— Begin Data shown —
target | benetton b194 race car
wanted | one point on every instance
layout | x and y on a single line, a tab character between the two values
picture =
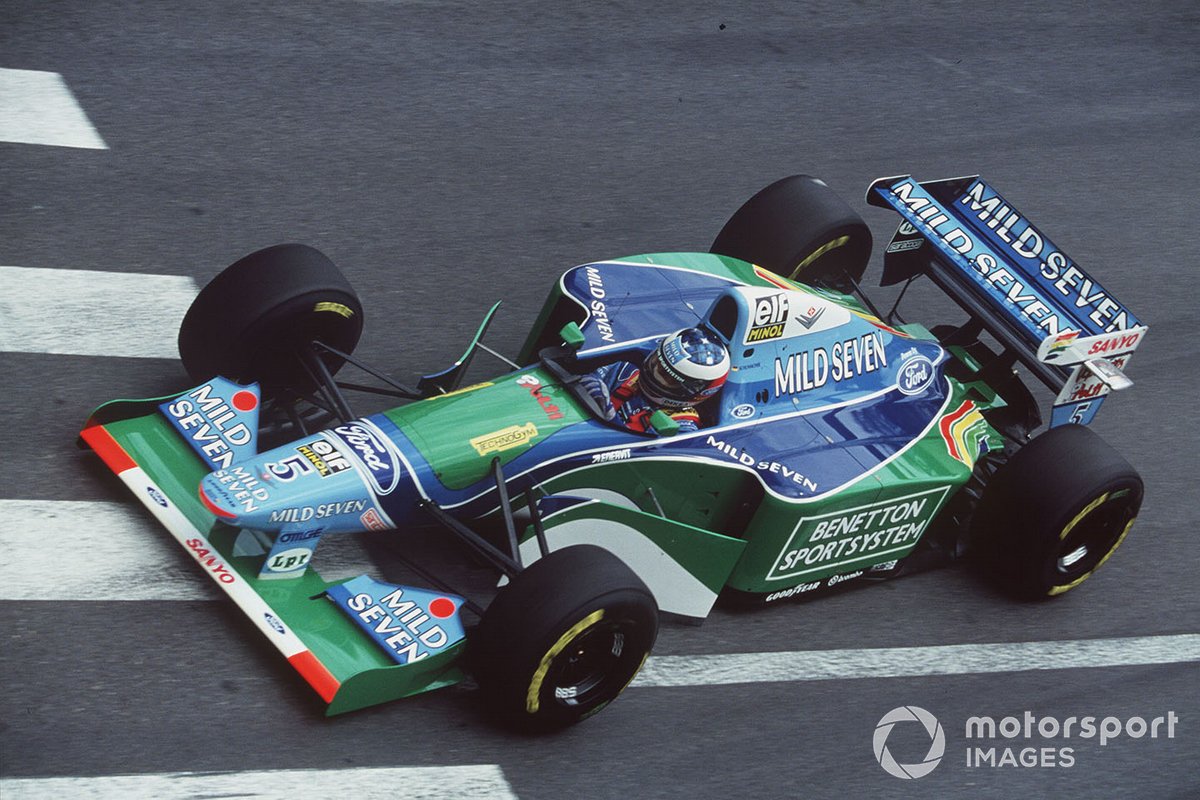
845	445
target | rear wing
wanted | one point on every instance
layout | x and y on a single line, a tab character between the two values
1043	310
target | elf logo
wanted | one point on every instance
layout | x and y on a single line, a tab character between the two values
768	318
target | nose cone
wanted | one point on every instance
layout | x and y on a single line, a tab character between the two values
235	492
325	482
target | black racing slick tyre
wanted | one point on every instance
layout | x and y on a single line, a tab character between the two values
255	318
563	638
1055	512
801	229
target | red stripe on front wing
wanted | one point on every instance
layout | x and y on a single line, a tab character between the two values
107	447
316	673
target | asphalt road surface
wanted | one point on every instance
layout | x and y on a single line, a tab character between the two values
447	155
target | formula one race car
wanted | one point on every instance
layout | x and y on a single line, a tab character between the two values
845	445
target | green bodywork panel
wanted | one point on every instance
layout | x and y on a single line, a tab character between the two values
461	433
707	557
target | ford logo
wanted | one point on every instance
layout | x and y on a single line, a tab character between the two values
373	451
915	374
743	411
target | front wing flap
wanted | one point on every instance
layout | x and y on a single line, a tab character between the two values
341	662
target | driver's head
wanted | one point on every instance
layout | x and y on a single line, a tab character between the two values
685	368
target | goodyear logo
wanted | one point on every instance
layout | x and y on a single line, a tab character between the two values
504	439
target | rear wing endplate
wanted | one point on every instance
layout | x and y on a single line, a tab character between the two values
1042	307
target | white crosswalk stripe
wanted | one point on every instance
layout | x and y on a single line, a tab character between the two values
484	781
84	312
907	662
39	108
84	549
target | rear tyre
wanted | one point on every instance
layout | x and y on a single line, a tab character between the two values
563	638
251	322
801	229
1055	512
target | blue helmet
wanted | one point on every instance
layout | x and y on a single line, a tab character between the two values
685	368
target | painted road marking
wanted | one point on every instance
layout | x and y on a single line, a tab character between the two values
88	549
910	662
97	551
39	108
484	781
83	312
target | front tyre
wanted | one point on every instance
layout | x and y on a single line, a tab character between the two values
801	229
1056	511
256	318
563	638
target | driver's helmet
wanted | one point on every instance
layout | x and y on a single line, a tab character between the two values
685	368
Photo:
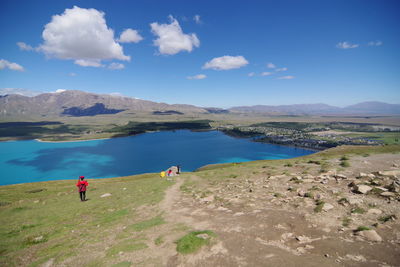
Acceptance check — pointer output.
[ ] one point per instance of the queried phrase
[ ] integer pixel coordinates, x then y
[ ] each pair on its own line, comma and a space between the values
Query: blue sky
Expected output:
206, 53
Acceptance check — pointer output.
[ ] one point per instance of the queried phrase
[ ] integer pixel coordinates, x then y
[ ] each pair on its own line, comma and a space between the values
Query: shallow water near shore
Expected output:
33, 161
— End Data shown —
Copy the records word for word, leaving no picture in the copy.

- [Finished answer]:
target | benetton b194 race car
wanted | one point on every instance
layout | x and y on a single line, a tab character between the two values
picture =
845	445
target | rear wing
wanted | one point on every instance
layout | x and y on a single line, a tab character between the two values
1043	310
target | elf logo
wanted | one point on every instance
layout | x and y on a single line, a tab character between the two values
768	318
target | nose cone
wanted | one point on every instance
layout | x and y on a single line, a tab character between the two values
235	492
325	482
target | black racing slick tyre
wanted | one point on every instance
layout | x and y on a single line, a tab character between the two values
255	318
563	638
1055	512
801	229
target | red stripe on front wing
wanted | one point on every instance
layout | x and y on a single line, a tab character between the two values
107	447
316	673
target | asphalt road surface
wanted | one point on every instance
layout | x and y on a single line, a tab character between the two values
447	155
target | formula one race car
wanted | one point on every instance
layout | x and y on a single line, a tab character between the two values
845	445
target | green bodywork panel
wanted | one point on every instance
layout | x and y on a single line, a tab character between the two values
461	433
707	557
target | ford logo
wanted | one point on every instance
layout | x and y on a single line, a tab character between the two values
373	451
915	374
743	411
target | front wing flap
wanted | one point on every instance
layout | x and y on a single line, a tab character between the two values
341	662
target | driver's head
wanted | one point on every instance
layout | x and y on a single line, a tab character between the two values
685	368
target | goodyear logo
wanted | one point on every instance
layout | x and y on a single line, a tab character between the two values
504	439
target | rear wing endplate
wanted | one point on every instance
layout | x and y on a single line, a tab character between the two values
1042	307
target | white crosswalk stripe
wanted | one point on every instance
layout | x and y on a single line, a tab character between the two values
484	781
84	312
907	662
39	108
84	549
target | rear tyre
wanted | one point on every instance
layout | x and y on a single line, a tab character between the two values
563	638
251	322
801	229
1055	512
target | blue helmet
wanted | one point on every instance
layout | x and y on a single line, a tab character between the two values
685	368
target | painted road marking
wanted | one point on every instance
layout | x and y on a single line, a tab character between the two values
88	549
910	662
97	551
39	108
484	781
83	312
target | front tyre
wanted | one point on every instance
layout | x and y on a single line, a tab character between the two values
801	229
1056	511
256	318
563	638
target | driver's helmet
wanted | one point on every instance
layout | x and y on a single line, a tab character between the two values
685	368
Photo:
Acceptance check — pointer output.
[ ] one point per instance of the queried phrase
[ ] integer pixel coordinates, x then y
[ ] each pair on its own line, comma and a space between the values
Query: blue sky
Expected output:
206, 53
Acceptance check — pointer output.
[ ] one point per instance of the queried phrase
[ ] integer pixel coordinates, x then y
[ ] each pair on its own line, comma and a space between the values
Query: shallow water near shore
Expected output:
33, 161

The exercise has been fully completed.